## WHAT YOU HAVE TO DO
Look through the records and copy each line that has "request" in it.
--- TASK DATA Enclosed Below ---
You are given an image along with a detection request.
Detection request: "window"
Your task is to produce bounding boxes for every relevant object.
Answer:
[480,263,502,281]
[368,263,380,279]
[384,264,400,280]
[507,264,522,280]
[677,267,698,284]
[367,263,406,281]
--- End of Enclosed TASK DATA ---
## PROBLEM SOLUTION
You are given an image along with a detection request.
Detection request: "window"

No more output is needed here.